__JOB__. State how many lines in the material below contain the string "long", matching letter case exactly. Give only the number.

__EXERCISE INPUTS__.
== == ==

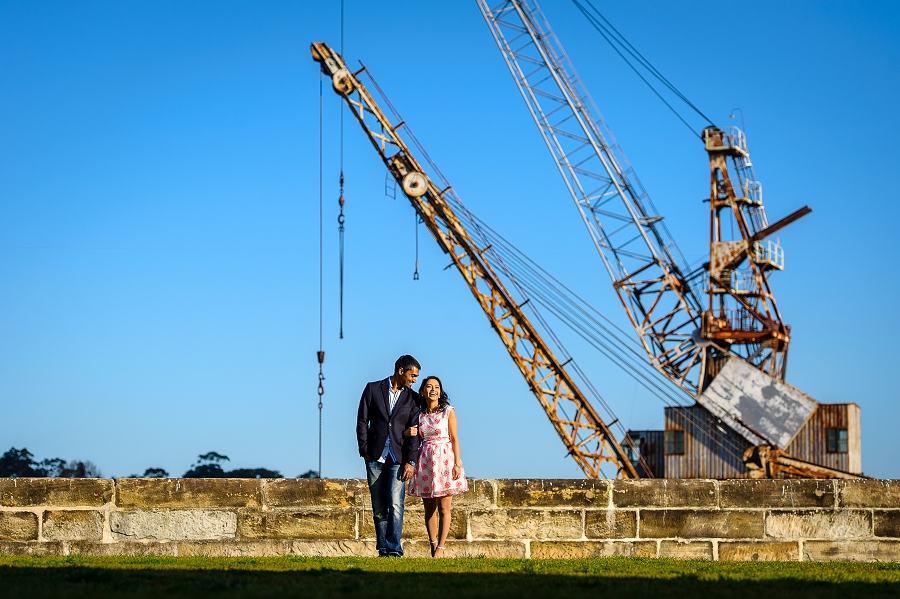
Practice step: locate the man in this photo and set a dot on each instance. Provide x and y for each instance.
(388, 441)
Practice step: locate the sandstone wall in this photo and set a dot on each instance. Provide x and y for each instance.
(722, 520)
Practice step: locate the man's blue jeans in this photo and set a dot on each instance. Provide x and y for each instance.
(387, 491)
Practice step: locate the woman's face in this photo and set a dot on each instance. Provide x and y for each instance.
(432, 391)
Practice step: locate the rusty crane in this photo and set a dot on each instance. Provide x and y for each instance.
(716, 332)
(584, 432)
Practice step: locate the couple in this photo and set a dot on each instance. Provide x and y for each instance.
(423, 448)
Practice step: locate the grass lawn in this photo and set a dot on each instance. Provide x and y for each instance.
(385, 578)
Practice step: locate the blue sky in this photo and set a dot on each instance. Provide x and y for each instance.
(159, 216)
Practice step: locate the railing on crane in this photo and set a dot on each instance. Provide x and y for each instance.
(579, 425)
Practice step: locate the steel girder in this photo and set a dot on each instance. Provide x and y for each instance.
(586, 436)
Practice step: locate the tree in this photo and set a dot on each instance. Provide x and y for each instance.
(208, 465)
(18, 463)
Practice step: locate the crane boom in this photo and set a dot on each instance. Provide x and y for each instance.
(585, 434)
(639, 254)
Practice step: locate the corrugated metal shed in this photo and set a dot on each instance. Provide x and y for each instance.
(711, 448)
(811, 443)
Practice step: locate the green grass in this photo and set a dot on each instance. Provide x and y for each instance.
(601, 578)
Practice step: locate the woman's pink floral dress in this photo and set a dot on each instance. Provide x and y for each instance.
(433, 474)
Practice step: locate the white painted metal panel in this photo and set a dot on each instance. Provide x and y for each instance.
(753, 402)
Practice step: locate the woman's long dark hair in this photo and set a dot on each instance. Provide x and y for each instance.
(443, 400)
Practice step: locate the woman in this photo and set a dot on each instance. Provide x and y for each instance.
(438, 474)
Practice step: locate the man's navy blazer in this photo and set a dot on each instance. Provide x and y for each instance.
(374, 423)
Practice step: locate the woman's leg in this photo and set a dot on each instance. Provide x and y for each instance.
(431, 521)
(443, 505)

== == ==

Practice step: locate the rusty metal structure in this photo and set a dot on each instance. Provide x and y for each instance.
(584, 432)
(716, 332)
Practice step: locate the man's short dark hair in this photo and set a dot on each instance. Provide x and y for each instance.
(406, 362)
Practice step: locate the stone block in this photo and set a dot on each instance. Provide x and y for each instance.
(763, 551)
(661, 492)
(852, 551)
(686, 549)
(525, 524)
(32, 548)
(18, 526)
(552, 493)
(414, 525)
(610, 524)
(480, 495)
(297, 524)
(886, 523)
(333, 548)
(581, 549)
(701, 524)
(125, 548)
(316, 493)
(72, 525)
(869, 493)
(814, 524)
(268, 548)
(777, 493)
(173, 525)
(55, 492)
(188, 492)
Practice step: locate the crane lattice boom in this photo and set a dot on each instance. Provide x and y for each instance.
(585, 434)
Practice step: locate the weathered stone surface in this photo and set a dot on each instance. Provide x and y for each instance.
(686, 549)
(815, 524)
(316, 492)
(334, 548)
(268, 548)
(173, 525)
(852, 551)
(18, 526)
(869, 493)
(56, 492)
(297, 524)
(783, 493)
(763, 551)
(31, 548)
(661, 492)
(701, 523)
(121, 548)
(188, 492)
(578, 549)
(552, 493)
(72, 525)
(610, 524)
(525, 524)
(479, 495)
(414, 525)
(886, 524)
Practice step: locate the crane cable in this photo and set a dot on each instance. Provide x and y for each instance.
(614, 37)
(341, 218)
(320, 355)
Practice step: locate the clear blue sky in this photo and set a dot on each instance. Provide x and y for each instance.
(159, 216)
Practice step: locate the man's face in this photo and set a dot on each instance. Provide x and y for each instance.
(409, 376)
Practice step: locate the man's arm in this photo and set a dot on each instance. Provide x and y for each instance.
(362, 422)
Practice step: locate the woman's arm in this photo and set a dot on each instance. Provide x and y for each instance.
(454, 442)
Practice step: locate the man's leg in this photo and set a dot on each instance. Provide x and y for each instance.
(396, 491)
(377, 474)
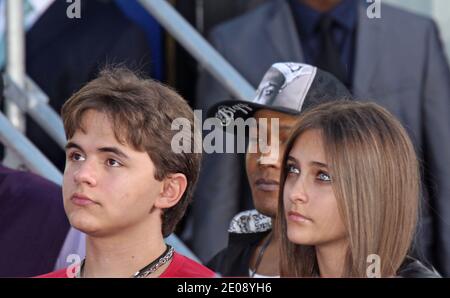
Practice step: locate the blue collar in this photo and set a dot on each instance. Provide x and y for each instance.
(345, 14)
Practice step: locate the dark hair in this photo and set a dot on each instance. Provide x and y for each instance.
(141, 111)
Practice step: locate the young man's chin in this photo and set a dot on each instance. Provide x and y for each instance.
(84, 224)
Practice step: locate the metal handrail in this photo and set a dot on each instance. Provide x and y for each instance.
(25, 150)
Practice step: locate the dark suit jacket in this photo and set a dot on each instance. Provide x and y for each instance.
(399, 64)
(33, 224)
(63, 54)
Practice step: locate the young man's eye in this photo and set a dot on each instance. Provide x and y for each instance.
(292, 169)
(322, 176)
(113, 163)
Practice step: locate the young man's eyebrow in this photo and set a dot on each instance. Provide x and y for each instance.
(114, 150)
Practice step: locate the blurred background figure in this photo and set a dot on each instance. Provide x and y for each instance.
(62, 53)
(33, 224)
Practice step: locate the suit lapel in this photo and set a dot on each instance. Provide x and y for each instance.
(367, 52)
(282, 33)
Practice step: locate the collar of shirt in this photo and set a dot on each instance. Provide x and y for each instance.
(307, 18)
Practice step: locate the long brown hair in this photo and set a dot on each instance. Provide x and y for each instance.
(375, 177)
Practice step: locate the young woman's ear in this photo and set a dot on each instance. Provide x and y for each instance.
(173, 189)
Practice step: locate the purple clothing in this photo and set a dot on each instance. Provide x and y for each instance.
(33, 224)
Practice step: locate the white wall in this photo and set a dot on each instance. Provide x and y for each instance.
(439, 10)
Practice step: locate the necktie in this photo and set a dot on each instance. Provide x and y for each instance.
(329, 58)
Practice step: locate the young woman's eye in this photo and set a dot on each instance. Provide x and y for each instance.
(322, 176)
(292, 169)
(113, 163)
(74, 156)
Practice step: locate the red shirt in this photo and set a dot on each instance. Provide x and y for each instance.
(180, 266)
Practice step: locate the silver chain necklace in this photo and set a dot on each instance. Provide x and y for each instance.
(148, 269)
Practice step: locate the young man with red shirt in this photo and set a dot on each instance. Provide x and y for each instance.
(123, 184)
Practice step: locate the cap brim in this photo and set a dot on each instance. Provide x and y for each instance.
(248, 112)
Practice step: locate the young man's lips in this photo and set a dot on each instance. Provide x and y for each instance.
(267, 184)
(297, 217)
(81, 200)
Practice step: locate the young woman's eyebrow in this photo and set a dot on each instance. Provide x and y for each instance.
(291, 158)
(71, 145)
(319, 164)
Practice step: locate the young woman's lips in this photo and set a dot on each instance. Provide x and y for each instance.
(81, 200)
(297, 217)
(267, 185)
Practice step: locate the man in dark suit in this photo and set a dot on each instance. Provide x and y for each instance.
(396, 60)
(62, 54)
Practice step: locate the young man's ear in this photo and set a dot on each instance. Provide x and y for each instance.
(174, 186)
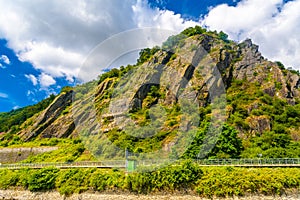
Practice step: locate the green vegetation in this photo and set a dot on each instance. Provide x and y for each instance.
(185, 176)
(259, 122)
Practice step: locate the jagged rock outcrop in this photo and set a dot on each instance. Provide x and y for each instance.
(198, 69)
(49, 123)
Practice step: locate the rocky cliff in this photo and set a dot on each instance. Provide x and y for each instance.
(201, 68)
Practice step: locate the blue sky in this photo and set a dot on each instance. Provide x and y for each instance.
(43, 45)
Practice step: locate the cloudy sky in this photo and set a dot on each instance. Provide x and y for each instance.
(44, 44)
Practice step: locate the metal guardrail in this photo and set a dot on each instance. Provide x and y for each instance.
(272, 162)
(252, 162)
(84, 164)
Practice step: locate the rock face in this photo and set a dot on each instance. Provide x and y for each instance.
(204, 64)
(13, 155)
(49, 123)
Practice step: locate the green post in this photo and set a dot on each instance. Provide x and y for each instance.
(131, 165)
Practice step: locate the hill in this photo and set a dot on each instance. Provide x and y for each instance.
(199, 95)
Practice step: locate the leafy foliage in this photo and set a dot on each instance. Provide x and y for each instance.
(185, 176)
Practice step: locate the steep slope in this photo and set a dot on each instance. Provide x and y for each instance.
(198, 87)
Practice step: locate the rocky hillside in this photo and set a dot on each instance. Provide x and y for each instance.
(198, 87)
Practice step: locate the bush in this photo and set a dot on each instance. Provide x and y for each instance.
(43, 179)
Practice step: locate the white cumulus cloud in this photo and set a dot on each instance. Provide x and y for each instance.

== == ==

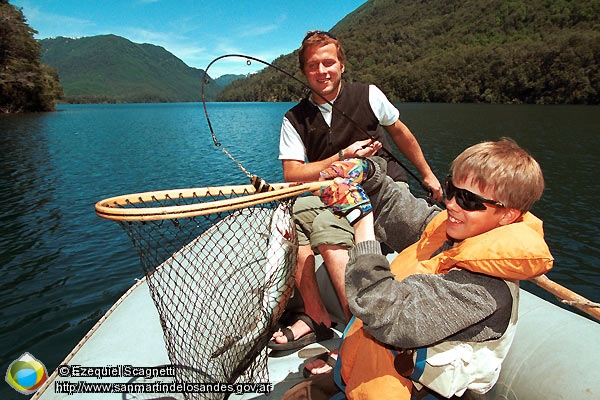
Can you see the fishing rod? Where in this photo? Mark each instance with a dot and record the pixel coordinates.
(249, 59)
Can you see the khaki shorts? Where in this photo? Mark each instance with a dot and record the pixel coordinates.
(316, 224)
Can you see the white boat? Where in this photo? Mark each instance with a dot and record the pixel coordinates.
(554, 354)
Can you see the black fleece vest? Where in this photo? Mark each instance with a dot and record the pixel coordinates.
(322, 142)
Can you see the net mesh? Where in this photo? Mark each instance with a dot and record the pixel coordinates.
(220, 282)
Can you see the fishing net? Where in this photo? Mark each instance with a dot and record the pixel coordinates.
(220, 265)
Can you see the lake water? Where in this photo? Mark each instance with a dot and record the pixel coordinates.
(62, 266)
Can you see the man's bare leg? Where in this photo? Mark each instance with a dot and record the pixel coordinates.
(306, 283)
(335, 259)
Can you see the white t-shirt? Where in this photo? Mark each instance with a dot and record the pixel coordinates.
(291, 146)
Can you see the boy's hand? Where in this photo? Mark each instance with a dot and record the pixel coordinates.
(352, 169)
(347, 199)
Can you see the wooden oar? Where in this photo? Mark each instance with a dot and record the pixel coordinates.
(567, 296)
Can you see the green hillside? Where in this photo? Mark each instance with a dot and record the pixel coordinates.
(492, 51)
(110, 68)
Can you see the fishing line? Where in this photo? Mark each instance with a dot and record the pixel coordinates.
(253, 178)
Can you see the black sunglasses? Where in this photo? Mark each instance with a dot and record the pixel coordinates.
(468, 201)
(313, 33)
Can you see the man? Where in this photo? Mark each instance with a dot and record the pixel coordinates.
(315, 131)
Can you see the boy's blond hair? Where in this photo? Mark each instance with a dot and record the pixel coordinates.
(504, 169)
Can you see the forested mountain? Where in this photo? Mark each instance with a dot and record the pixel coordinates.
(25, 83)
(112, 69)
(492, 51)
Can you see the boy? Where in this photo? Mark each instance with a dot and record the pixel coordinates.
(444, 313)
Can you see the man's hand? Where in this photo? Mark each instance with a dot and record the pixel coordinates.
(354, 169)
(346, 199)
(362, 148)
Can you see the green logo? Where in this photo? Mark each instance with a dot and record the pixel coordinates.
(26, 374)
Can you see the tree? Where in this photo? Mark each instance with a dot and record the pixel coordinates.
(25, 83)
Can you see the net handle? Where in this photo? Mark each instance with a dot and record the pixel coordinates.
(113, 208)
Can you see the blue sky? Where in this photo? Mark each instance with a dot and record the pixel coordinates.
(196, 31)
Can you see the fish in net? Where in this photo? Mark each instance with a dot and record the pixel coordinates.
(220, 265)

== == ==

__SOLUTION BELOW__. 2